> What is expected
Show each line below that contains the word "image", copying every such line in full.

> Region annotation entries
========

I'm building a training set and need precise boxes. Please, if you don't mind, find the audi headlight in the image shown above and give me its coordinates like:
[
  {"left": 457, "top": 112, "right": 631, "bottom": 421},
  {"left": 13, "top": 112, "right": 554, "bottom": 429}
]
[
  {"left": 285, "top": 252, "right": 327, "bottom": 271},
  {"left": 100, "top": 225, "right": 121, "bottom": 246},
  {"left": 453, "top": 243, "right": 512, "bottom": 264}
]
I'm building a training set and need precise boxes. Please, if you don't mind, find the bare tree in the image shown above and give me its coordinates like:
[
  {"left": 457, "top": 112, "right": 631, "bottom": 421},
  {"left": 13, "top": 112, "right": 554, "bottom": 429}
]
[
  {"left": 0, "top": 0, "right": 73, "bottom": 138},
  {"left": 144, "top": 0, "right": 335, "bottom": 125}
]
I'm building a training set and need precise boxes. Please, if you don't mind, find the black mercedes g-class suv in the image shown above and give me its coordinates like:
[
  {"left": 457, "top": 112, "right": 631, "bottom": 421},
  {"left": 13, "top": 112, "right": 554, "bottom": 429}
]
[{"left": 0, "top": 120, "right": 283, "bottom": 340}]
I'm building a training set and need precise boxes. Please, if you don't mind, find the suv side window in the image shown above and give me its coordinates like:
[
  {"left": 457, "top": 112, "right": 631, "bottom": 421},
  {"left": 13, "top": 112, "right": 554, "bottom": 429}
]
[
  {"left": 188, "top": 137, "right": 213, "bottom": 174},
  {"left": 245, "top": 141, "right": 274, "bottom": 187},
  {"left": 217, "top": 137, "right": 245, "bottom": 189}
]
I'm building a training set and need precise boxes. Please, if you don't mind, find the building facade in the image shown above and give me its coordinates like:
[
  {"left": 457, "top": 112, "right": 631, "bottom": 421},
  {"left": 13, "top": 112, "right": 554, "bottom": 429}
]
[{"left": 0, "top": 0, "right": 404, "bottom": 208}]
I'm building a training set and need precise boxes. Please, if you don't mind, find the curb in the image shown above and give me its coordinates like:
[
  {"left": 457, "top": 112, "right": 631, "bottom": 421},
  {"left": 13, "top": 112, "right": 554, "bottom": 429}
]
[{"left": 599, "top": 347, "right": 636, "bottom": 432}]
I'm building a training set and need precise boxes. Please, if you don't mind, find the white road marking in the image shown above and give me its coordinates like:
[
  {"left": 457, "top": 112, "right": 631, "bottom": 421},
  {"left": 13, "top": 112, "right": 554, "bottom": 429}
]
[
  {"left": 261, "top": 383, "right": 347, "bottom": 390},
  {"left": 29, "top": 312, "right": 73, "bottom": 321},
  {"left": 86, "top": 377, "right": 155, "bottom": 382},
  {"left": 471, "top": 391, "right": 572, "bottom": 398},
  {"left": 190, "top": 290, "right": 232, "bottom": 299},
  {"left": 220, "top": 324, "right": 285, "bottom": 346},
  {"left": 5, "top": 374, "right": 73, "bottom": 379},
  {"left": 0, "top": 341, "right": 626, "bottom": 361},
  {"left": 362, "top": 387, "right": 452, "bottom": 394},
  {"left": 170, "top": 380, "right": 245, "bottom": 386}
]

========

> Solution
I'm building a training set and need precise boxes. Please, if you don't mind, find the audi headlight in the image shown above and give me its coordinates like:
I'm building a training set and need precise boxes. Please, if you don't mind, find the bare tree in the image shown above and give me its coordinates like:
I'm building a training set and need precise boxes. Please, if you don't mind, find the black mercedes g-class suv in the image shown above and give me its coordinates like:
I'm building a training set and need precise boxes. Please, if you don't mind, find the suv side window in the image shown above and give me its coordinates like:
I'm building a training set and need precise boxes. Please, if you don't mind, find the building facade in the image shown above and give me its coordinates like:
I'm building a training set and need precise boxes. Please, if you don't mind, find the curb in the image shown above and give me its coordinates like:
I'm building a training set and need precise boxes. Please, if you don't mind, find the white road marking in the image shown above and give me its coordinates like:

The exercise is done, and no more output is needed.